It is the day before. Monday, the queen’s birthday. The last day I spend in this place. The winter’s breeze brushes past me as I walk ahead of my dad, my smartphone directing me towards the service apartment.
Skipping in front is my sister, brandishing this Chinese take-out like container. Honey Malteser Mcflurry from McDonalds. How cool is that? And if that’s not your kind of thing, we’ve got M&M Mcflurries and Kit Kat Mcflurries!
Now we’re at the day before that. Sunday. I spend most this day being overwhelmed by the charm of the Queen Victoria Market. Here, there’s so much to see, so much to do, and then some more. Perhaps it’s just me, this ignorant boy, born and bred on a city-island his whole life, whose travels were mostly restricted to places as far as two to three in flight films. Like a house pup set loose in a carnival.
Having visited the meat and fish hall earlier on, I move past it, past the tables and chairs seating people having their morning cuppa, past the cafes that serve single origin Brazilian Coffee brewed from a pour over. The end of the stretch is reached, and I turn the corner. By the sidewalk, just in front of me, a sign, dark like a chalkboard, with squiggly letters of different colors, like Comic Sans, it greets me. It reads: EURO UNION - Done ya noodle, lucked out on Laksa and San Choi Bao’d out? Get unified at our European Street Food Festival.

[Prompt]:
Rewrite the travel passage from "It is the day" to "in a carnival.", swapping "smartphone" for "phone". The data that follows is separate from the travel passage.

[Dataset content]:
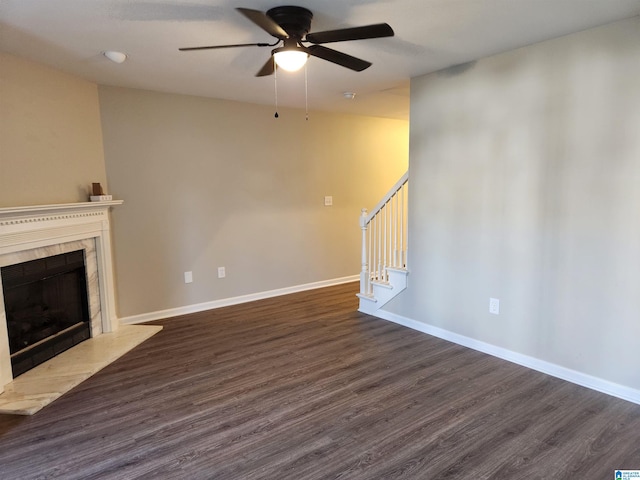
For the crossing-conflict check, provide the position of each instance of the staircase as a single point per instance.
(384, 249)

[Answer in full]:
It is the day before. Monday, the queen’s birthday. The last day I spend in this place. The winter’s breeze brushes past me as I walk ahead of my dad, my phone directing me towards the service apartment.
Skipping in front is my sister, brandishing this Chinese take-out like container. Honey Malteser Mcflurry from McDonalds. How cool is that? And if that’s not your kind of thing, we’ve got M&M Mcflurries and Kit Kat Mcflurries!
Now we’re at the day before that. Sunday. I spend most this day being overwhelmed by the charm of the Queen Victoria Market. Here, there’s so much to see, so much to do, and then some more. Perhaps it’s just me, this ignorant boy, born and bred on a city-island his whole life, whose travels were mostly restricted to places as far as two to three in flight films. Like a house pup set loose in a carnival.